===== Data to use

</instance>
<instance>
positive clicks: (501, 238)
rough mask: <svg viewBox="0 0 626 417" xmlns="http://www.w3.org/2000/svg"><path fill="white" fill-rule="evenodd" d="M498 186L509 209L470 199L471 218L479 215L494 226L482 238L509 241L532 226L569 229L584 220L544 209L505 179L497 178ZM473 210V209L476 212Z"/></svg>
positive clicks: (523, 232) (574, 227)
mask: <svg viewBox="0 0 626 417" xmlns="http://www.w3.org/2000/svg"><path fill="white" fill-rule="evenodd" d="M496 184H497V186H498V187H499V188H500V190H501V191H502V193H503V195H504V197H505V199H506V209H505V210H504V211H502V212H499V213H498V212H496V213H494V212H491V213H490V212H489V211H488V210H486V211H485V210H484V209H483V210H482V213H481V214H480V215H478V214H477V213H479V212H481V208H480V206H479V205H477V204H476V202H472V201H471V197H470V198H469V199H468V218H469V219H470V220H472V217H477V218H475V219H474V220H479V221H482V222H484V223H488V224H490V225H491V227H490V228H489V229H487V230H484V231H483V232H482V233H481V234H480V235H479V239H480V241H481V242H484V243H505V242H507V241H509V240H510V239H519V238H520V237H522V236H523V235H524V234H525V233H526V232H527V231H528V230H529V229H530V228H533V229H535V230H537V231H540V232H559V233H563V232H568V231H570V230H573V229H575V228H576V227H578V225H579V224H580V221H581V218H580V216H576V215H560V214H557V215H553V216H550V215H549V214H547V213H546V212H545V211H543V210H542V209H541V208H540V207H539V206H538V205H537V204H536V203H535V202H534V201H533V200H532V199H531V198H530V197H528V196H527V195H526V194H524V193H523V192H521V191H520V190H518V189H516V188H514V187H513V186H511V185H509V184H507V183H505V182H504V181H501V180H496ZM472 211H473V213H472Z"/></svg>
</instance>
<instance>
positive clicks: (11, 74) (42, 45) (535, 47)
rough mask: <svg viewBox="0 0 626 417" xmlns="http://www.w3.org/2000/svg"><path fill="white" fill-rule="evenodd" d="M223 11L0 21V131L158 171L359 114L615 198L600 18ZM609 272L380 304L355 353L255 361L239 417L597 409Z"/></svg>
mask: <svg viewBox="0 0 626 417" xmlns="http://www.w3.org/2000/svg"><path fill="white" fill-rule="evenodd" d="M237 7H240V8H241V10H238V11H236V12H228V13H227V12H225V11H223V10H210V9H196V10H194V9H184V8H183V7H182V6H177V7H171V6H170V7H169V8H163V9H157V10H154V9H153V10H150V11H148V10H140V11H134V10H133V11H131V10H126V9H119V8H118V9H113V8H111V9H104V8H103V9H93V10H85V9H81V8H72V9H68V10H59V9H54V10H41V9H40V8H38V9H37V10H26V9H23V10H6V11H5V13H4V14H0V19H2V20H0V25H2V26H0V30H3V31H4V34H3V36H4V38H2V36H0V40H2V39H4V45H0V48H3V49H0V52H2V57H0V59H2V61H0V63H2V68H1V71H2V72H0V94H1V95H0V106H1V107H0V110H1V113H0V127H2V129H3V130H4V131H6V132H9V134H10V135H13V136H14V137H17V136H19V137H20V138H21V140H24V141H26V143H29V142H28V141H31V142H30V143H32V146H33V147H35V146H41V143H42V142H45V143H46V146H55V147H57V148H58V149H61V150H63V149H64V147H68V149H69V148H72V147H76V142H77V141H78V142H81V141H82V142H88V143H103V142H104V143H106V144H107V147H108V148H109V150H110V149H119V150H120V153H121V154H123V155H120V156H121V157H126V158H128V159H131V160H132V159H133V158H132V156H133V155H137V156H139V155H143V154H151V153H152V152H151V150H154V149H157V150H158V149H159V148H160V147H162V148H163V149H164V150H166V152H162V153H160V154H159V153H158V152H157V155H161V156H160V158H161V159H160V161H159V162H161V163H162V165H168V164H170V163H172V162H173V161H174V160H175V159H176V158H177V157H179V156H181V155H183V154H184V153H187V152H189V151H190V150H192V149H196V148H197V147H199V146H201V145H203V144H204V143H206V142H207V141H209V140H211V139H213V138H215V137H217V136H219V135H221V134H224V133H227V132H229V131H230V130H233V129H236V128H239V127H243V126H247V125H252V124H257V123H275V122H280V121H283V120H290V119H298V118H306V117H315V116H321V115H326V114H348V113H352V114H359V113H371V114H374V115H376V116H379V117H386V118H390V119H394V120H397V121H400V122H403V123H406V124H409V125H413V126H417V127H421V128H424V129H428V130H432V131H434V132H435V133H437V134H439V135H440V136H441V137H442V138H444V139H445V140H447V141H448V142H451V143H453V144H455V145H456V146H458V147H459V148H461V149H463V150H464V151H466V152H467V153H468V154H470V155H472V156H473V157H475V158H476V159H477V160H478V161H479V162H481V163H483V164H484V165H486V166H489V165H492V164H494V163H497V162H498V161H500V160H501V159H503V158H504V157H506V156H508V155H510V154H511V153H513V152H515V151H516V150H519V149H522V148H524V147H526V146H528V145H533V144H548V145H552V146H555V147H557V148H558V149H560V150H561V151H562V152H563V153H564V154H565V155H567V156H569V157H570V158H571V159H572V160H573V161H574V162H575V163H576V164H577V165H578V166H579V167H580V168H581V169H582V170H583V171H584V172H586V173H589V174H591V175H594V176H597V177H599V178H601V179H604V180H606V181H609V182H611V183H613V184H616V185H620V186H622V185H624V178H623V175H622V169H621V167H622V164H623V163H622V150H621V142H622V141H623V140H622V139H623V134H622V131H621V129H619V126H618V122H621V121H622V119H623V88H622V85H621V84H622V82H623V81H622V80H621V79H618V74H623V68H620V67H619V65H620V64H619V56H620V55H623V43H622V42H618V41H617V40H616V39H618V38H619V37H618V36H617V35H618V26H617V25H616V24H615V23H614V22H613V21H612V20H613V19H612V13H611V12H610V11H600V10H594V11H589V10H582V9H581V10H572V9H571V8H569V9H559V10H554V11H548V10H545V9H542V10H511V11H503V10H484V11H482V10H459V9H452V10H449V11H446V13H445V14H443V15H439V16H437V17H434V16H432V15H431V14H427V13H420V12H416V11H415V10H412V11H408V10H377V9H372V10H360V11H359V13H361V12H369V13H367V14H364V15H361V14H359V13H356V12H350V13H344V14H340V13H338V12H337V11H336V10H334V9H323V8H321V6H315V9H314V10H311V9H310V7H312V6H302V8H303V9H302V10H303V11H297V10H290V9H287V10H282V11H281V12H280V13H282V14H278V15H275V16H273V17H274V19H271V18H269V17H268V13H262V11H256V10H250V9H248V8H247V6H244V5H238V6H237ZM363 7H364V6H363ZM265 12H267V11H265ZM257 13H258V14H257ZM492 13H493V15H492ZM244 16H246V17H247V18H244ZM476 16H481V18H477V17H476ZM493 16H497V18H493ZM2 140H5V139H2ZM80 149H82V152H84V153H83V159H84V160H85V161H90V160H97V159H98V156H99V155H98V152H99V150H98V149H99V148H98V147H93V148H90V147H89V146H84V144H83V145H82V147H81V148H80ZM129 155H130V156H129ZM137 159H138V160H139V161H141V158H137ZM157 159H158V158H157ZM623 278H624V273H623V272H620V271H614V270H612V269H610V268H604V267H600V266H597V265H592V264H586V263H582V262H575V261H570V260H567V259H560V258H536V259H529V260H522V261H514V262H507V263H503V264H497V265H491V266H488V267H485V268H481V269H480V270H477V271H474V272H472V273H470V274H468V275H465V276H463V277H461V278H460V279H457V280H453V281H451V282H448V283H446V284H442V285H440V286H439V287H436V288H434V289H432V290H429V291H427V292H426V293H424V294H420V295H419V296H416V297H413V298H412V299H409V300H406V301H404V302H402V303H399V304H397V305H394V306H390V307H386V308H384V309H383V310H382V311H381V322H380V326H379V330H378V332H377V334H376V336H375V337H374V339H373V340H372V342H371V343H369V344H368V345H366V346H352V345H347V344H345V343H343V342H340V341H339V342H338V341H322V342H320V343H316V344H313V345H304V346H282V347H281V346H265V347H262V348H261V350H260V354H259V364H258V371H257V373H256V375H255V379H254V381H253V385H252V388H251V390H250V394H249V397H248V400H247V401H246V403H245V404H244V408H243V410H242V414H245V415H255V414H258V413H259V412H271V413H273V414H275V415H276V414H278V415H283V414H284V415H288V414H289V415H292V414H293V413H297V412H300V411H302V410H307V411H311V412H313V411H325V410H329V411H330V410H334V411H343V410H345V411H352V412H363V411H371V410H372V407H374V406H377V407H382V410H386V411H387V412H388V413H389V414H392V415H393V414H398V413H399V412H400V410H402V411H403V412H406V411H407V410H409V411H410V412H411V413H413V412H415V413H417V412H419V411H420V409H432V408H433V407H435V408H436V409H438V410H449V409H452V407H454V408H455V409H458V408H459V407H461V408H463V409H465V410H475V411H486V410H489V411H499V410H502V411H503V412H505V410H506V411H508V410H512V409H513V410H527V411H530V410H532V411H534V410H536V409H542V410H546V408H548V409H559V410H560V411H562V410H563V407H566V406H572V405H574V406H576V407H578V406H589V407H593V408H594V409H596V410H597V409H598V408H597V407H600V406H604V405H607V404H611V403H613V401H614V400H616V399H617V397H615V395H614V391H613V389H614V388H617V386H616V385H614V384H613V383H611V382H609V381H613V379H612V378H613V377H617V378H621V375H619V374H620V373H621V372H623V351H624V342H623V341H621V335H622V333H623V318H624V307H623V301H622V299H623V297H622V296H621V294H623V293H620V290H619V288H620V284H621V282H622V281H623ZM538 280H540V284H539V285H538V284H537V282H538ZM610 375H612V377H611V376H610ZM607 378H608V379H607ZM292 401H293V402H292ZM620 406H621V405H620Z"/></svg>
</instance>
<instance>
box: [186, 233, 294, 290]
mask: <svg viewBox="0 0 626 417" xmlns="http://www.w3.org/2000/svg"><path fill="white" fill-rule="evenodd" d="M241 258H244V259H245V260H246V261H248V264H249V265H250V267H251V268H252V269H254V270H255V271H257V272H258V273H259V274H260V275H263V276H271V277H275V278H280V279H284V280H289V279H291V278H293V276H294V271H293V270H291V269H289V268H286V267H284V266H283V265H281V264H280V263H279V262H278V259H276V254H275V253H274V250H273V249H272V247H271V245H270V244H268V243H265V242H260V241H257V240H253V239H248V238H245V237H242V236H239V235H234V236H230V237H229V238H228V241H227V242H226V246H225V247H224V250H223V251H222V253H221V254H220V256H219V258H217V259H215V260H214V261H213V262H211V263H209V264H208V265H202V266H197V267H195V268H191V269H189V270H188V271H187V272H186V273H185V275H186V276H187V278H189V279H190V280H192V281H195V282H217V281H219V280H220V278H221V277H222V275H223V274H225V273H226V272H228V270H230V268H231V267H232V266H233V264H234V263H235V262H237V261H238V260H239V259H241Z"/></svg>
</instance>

==========

Your objective: Which lines of the data include the word "rough"? Copy each one.

Solution to this exercise:
rough mask: <svg viewBox="0 0 626 417" xmlns="http://www.w3.org/2000/svg"><path fill="white" fill-rule="evenodd" d="M498 186L509 209L470 199L471 218L479 215L494 226L482 238L509 241L532 226L569 229L584 220L544 209L505 179L497 178ZM473 210V209L476 212Z"/></svg>
rough mask: <svg viewBox="0 0 626 417" xmlns="http://www.w3.org/2000/svg"><path fill="white" fill-rule="evenodd" d="M223 11L0 21V131L158 171L359 114L615 198L600 18ZM609 272L380 304L355 353L255 361L239 417L597 409Z"/></svg>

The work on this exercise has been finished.